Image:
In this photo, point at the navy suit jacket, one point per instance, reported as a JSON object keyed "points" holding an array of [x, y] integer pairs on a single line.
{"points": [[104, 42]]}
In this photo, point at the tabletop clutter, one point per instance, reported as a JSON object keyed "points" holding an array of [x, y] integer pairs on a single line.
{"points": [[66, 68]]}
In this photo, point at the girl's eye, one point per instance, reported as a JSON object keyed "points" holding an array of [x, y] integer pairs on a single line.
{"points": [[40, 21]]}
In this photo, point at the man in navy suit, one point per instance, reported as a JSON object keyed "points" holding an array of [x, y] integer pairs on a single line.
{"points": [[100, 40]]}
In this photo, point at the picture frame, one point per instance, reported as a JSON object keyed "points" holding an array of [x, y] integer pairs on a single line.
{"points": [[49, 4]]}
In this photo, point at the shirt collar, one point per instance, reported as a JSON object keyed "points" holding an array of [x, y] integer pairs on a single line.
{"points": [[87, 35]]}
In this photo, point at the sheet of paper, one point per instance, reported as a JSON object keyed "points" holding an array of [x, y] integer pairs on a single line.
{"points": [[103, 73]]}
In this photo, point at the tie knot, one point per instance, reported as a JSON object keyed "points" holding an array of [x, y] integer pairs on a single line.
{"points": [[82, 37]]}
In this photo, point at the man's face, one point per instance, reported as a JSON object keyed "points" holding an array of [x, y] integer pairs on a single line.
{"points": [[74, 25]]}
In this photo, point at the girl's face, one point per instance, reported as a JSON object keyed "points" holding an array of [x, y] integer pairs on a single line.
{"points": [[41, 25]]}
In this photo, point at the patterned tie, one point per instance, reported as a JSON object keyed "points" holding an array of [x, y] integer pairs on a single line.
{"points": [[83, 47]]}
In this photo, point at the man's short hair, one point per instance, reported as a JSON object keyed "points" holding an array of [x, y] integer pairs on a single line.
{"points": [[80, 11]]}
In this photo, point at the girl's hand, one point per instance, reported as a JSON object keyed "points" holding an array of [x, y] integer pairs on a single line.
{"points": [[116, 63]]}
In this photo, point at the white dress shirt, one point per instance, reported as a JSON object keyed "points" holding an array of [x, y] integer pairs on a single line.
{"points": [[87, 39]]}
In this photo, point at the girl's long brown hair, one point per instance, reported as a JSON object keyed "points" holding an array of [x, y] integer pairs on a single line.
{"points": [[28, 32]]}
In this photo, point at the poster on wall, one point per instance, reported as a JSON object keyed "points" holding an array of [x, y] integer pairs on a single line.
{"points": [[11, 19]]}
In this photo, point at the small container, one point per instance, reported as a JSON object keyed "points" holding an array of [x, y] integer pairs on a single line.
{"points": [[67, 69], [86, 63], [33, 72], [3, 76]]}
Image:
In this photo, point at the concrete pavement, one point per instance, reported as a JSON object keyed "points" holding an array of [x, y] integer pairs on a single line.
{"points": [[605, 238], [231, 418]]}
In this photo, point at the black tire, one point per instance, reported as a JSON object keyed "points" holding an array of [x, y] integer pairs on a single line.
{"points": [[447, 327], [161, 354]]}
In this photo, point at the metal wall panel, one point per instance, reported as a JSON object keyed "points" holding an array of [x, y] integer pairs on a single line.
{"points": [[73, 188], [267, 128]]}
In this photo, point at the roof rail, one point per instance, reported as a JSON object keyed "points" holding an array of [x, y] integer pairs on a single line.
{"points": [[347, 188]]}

> WORK REQUEST
Please reproduce every line of the material word for word.

> ANSWER TO THE PROBLEM
Image:
In this photo, point at the navy suit jacket, one point per instance, reported as a JSON object keyed "points" holding an array of [x, y] integer pairs on a single line.
{"points": [[104, 42]]}
In this photo, point at the tabletop clutter, one point per instance, reported as a JSON object keyed "points" holding an array of [x, y] integer pairs on a single line.
{"points": [[66, 68]]}
In this photo, point at the girl's eye, one point per instance, reported as a JSON object keyed "points" holding an array of [x, y] integer pairs on a single line.
{"points": [[40, 21]]}
In this photo, point at the man in navy suit, one point per instance, reported as a JSON object keyed "points" holding an array of [x, y] integer pairs on a single line.
{"points": [[100, 40]]}
In this photo, point at the picture frame, one point per instance, reported as a JSON object keyed "points" holding an array of [x, y] integer pairs on a single line.
{"points": [[49, 4]]}
In this photo, point at the shirt collar, one point per instance, reported as a JSON object keyed "points" holding an array of [x, y] integer pairs on a single line.
{"points": [[87, 35]]}
In this photo, point at the sheet of paper, one point per instance, reported as a JSON object keyed "points" holding an array of [x, y] integer pairs on a single line.
{"points": [[103, 73]]}
In this photo, point at the tie knot, one point per instance, reported as a JSON object keyed "points" holding an array of [x, y] integer pairs on a single line.
{"points": [[82, 37]]}
In this photo, point at the man's face, one point per instance, reported as a JSON object keyed "points" holding an array of [x, y] integer pairs on a single line.
{"points": [[74, 25]]}
In this photo, point at the girl's face, one point per instance, reported as a JSON object keyed "points" holding an array of [x, y] integer pairs on a single line.
{"points": [[41, 25]]}
In this photo, point at the patterned tie, one point per instance, reported as a JSON object keyed "points" holding an array of [x, y] integer pairs on a single line.
{"points": [[83, 47]]}
In this photo, point at the man's short hair, one point per instance, reported as a JSON object keyed "points" holding an array of [x, y] integer pairs on a single line.
{"points": [[80, 11]]}
In this photo, point at the girl's hand, one point per instance, reported as a JSON object keyed "points" holding an array of [x, y] integer pairs on a single line.
{"points": [[116, 63]]}
In this photo, point at the white dress shirt, one point per instance, reported as a JSON object keyed "points" holding an array of [x, y] integer pairs on a single line.
{"points": [[87, 39]]}
In this photo, point at the girl's long brown hair, one point per instance, reported as a JSON object keyed "points" holding an array of [x, y] integer pairs on a single line.
{"points": [[28, 32]]}
In this photo, point at the poster on wall, one point per instance, reported as a JSON object keyed "points" holding an array of [x, y] integer pairs on a single line.
{"points": [[11, 19]]}
In this photo, point at the small container, one point per instance, reported as a JSON object keyed "points" holding an array of [x, y] integer pairs on a single line.
{"points": [[67, 69], [86, 63], [33, 72], [3, 76]]}
Image:
In this photo, point at the concrete pavement, one point per instance, reported as a JSON object keyed "points" holding an array of [x, y] integer pairs on a single line.
{"points": [[605, 238], [231, 418]]}
In this photo, point at the black tire, one point per instance, reported as a JSON object keyed "points" holding an array of [x, y] integer pairs on a single line.
{"points": [[447, 327], [161, 354]]}
In this photo, point at the metal wall panel, one point per instance, reported as a JSON object keyed "points" holding an array of [x, y] integer pairs on a single line.
{"points": [[73, 188], [267, 128]]}
In this photo, point at the roof rail, one point per instance, reported as a JSON object keyed "points" holding an array of [x, y] integer pairs on a single line.
{"points": [[347, 188]]}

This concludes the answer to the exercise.